======== DATASET RECORDS ========

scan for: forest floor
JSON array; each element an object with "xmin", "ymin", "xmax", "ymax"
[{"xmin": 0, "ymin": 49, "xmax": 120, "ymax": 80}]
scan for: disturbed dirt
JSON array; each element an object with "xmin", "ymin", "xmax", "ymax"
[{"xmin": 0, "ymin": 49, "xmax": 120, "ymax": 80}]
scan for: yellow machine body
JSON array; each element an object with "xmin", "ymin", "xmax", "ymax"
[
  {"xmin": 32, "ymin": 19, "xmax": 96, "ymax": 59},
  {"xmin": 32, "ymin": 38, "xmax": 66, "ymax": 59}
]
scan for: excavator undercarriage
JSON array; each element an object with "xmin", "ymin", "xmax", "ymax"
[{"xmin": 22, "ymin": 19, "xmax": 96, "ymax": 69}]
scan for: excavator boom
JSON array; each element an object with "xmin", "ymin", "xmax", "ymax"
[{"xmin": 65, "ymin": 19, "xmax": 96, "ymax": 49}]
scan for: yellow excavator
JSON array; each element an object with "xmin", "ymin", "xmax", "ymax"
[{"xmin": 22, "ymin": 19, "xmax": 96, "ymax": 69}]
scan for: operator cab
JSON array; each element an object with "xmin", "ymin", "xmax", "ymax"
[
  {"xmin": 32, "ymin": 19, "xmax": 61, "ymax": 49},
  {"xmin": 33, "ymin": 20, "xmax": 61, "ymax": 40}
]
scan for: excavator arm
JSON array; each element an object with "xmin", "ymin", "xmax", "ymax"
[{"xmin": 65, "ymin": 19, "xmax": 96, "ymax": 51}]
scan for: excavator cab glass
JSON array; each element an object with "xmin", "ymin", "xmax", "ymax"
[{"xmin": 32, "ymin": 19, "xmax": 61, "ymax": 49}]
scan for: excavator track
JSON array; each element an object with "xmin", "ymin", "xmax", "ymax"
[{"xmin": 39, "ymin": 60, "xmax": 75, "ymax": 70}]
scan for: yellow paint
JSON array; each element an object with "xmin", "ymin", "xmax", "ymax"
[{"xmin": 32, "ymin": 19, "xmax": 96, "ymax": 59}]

========

### WHAT THE EXERCISE ASKS
Copy out, word for word, every line of the listing above from the line containing "scan for: yellow excavator" through the final line of the listing, both included.

### ANSWER FOR THE TASK
scan for: yellow excavator
JSON array; each element an object with "xmin", "ymin", "xmax", "ymax"
[{"xmin": 22, "ymin": 19, "xmax": 96, "ymax": 69}]
scan for: operator cab
JSON array; each element an object with "xmin", "ymin", "xmax", "ymax"
[
  {"xmin": 32, "ymin": 19, "xmax": 61, "ymax": 49},
  {"xmin": 33, "ymin": 20, "xmax": 61, "ymax": 40}
]
scan for: excavator arm
JSON array; each element an object with "xmin", "ymin", "xmax", "ymax"
[{"xmin": 65, "ymin": 19, "xmax": 96, "ymax": 51}]
scan for: excavator cab glass
JSON array; each element an object with "xmin", "ymin", "xmax", "ymax"
[{"xmin": 32, "ymin": 19, "xmax": 61, "ymax": 49}]
scan for: excavator track
JSON array; each element an object with "xmin", "ymin", "xmax", "ymax"
[{"xmin": 39, "ymin": 60, "xmax": 75, "ymax": 70}]
scan for: yellow paint
JSON array; each element an object with "xmin", "ymin", "xmax", "ymax"
[{"xmin": 32, "ymin": 19, "xmax": 96, "ymax": 59}]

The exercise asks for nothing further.